---------- STUDY MATERIAL ----------

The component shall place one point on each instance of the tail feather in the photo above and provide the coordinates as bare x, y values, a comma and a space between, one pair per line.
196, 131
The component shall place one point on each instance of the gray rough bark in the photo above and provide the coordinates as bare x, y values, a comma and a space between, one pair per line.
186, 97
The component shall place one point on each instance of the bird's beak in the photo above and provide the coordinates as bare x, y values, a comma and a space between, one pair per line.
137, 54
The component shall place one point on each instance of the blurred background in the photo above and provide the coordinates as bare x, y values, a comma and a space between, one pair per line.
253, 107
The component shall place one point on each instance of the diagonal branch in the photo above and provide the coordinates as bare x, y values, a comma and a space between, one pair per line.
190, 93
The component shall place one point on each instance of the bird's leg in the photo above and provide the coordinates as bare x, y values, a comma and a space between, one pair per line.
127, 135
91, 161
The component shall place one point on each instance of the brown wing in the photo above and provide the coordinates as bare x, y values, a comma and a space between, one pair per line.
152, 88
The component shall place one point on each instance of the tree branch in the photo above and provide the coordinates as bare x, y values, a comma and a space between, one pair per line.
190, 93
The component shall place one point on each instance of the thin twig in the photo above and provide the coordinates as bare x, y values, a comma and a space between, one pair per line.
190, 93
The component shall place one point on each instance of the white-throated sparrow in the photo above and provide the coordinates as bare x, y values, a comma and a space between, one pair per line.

----------

▶ _PROBLEM_:
An exact copy of every record is needed; write it out in full.

▶ _TASK RESULT_:
The component shall place one point on each instance of the tail feather in the photo above and provide the coordinates as bare x, y values, a comma and a space between, one pair per line.
196, 131
The component shall place one point on each instance of the gray rough bark in the photo above and provide the coordinates as bare x, y values, a comma and a space between, one pair per line.
186, 97
The component shall place one point on each instance of the bird's beak in the photo above and provide the coordinates as bare x, y values, a comma and a space between, one pair per line.
137, 54
The component shall place one point on each instance of the blurred background in the photo above and provide the coordinates as bare x, y values, a comma and a space between, one pair per line.
253, 107
The component shall place one point on each instance of the diagonal branch in the photo above and provide the coordinates as bare x, y values, a comma and a space between, one pair per line.
190, 93
The component shall place one point on each instance of the bird's leg in the photo above and provide the coordinates as bare x, y values, a comma and a space between, one pair per line.
127, 135
91, 161
The component shall place one point on each instance of the brown wing in the photo above and provide the coordinates as bare x, y values, a comma and a space between, one pair per line.
152, 88
The component shall place one point on each instance of the tree branch in the photo above and provide the coordinates as bare x, y values, a comma and a space between, one pair per line.
190, 93
The component shall place one point on each instance of the thin twig in the photo above and provide the coordinates as bare x, y values, a comma and a space between, one pair per line.
190, 93
The component shall place one point on each instance of the white-throated sparrow in the photo above and provide the coordinates as bare x, y values, a comma and a space between, one pair per line.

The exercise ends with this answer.